=== INSTRUCTIONS FOR THE TASK ===
Translate this sentence from the discussion below into Spanish: "I was going to place an order for canned meat this morning for the prep pantry."
EXTRACT below:
It is not the whole thing which is necessarily the problem, it is the little things (gaskets, inserts, sensors, wires, plastics, etc, etc, etc) critical to production. E.g.Where would Starbucks be if they couldn't get paper cups? Coffee Filters? Their supplier in Brazil can't get strapping tape to seal shipping boxes?
Everything, no matter how expensive, relies on parts which are bought in bulk: screws, washers, soldier, wire.
Okay, I think the coffee has really kicked in.
I was going to place an order for canned meat this morning for the prep pantry. The order totaled $140. The shipping was $80. $80 !!! I have never paid that in shipping.
I will just can it myself. I know how and have been doing it these past 12 yrs. Just got a bit lazy. Gettin' old.
Pardon me Dan but the USA GAVE IRAN its first nuclear reactor in SNIP
In 1967, the United States delivered a 5-megawatt research reactor along with highly enriched uranium to the Tehran Nuclear Research Center (TNRC),
Lets see 2026 minus 1967 equals 59 Freaking YEARS Iran has had the ability to do a simple "dirty bomb" that could have eliminated a whole city for decades PLUS.
Did they DO IT?
Pretty poor "Terrorists" eh?
End of EXTRACT.
INFORMATION SUPPLIED below:
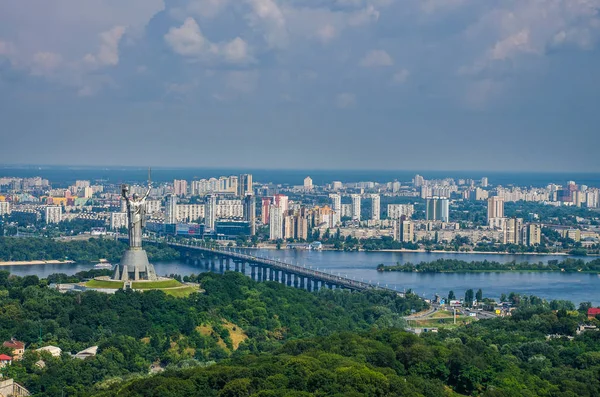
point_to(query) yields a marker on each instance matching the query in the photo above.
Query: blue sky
(380, 84)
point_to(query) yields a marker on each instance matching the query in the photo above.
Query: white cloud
(268, 17)
(108, 54)
(236, 51)
(401, 76)
(242, 81)
(207, 8)
(345, 100)
(376, 58)
(187, 40)
(45, 63)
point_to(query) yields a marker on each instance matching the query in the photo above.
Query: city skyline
(379, 84)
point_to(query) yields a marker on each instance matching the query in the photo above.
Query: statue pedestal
(134, 266)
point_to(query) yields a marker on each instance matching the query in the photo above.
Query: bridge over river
(212, 257)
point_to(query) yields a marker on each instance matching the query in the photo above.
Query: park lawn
(156, 284)
(104, 284)
(180, 292)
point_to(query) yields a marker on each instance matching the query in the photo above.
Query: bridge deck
(280, 265)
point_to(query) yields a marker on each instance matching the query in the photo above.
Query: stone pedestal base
(134, 266)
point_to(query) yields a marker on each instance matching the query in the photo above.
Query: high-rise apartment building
(336, 204)
(171, 210)
(210, 213)
(355, 207)
(190, 212)
(250, 212)
(281, 201)
(118, 220)
(438, 209)
(375, 207)
(264, 213)
(396, 211)
(418, 181)
(180, 187)
(308, 183)
(495, 209)
(532, 234)
(406, 231)
(275, 222)
(53, 214)
(513, 231)
(4, 208)
(245, 185)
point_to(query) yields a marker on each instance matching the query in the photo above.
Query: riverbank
(31, 263)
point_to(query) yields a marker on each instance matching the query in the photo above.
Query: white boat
(102, 265)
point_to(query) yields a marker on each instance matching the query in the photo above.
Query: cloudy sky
(362, 84)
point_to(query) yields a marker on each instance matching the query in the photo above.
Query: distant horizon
(284, 169)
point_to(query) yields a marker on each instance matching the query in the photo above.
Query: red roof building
(5, 360)
(593, 312)
(18, 348)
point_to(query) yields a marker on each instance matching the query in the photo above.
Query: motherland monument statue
(134, 264)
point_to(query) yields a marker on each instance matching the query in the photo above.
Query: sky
(326, 84)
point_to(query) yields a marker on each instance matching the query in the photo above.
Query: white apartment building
(118, 220)
(397, 211)
(190, 212)
(210, 212)
(53, 214)
(375, 207)
(275, 222)
(356, 207)
(153, 206)
(4, 208)
(230, 209)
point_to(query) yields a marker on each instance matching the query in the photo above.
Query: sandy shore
(29, 263)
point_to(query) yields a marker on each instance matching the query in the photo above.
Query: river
(576, 287)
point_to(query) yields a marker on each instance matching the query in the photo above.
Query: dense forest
(243, 338)
(234, 317)
(455, 265)
(26, 249)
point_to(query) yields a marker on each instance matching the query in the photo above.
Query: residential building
(375, 207)
(406, 231)
(152, 207)
(513, 231)
(264, 213)
(438, 209)
(171, 210)
(308, 183)
(495, 208)
(281, 201)
(53, 214)
(356, 207)
(210, 213)
(532, 234)
(190, 212)
(397, 211)
(245, 185)
(275, 222)
(118, 220)
(4, 208)
(180, 187)
(17, 348)
(250, 212)
(230, 209)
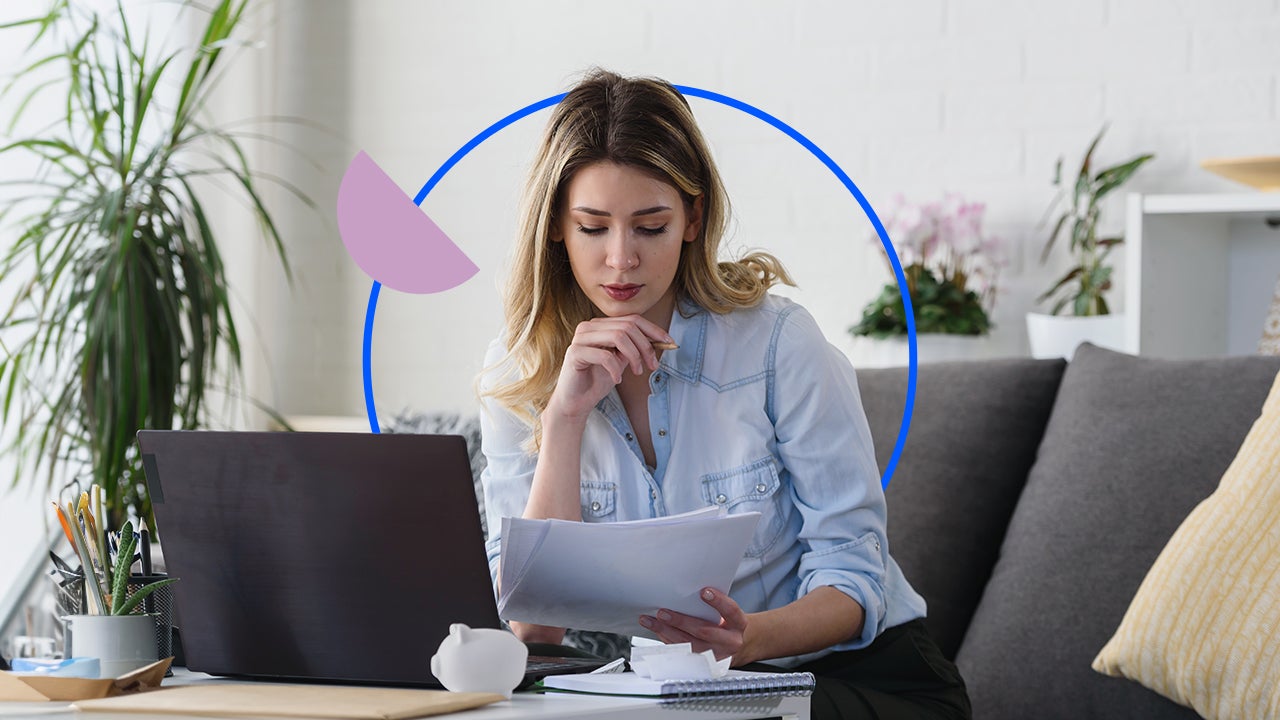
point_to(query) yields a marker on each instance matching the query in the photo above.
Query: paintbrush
(92, 591)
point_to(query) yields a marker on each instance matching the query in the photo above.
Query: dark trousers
(901, 674)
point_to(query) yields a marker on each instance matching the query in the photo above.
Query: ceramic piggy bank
(480, 661)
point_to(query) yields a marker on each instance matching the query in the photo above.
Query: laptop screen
(327, 556)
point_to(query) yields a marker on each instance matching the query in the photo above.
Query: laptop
(321, 556)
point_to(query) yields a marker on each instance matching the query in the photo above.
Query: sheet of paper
(604, 575)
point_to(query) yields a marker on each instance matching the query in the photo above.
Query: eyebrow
(604, 214)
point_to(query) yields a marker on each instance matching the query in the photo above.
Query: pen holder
(69, 598)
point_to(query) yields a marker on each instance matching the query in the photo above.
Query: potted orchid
(951, 265)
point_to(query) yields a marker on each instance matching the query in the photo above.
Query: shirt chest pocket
(753, 487)
(599, 501)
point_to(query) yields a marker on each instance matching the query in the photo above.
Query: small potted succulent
(112, 627)
(1079, 310)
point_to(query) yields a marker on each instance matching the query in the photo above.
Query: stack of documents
(604, 575)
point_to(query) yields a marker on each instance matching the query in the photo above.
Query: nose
(621, 255)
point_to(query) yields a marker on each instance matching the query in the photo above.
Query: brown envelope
(36, 688)
(292, 701)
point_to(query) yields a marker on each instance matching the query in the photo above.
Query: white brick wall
(923, 98)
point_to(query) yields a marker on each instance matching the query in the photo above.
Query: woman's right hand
(602, 350)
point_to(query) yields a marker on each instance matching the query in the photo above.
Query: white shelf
(1243, 205)
(1200, 272)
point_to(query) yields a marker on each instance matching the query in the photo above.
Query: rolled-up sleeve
(508, 473)
(826, 446)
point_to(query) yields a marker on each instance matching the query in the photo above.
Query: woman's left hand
(725, 637)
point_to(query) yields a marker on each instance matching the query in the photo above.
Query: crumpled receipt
(661, 661)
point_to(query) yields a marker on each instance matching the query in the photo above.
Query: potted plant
(1082, 291)
(123, 311)
(112, 627)
(951, 267)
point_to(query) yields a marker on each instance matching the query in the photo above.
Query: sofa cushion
(973, 438)
(1133, 445)
(1205, 625)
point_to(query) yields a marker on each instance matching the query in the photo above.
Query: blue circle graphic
(723, 100)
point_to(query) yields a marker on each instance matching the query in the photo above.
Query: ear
(695, 220)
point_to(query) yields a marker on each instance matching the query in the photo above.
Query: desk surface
(522, 706)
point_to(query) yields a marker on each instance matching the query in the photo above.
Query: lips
(624, 291)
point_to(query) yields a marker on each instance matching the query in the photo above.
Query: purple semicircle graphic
(393, 240)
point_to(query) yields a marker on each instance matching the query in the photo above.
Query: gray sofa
(1029, 501)
(1033, 496)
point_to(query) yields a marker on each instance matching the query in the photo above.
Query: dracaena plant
(1083, 288)
(122, 318)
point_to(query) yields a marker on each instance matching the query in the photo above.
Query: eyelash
(585, 229)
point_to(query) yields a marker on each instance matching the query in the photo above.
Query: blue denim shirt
(754, 411)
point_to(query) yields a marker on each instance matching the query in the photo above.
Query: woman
(639, 377)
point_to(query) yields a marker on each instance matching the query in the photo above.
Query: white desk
(522, 706)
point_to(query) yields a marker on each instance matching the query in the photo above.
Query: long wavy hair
(643, 123)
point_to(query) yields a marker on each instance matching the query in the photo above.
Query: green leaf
(137, 597)
(1116, 176)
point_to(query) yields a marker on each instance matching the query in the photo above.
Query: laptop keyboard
(543, 665)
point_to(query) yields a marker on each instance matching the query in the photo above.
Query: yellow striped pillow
(1205, 627)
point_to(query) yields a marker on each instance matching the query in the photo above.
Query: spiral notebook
(736, 683)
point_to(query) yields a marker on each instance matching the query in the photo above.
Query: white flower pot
(120, 642)
(1057, 336)
(931, 347)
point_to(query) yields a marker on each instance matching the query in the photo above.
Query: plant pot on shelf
(120, 642)
(931, 347)
(1057, 336)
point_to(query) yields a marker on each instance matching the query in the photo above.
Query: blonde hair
(644, 123)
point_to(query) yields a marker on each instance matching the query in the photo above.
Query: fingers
(630, 336)
(725, 638)
(730, 611)
(585, 356)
End of INFORMATION SUPPLIED.
=== THE ANSWER ===
Iba a hacer un pedido de carne enlatada esta mañana para la despensa de emergencia.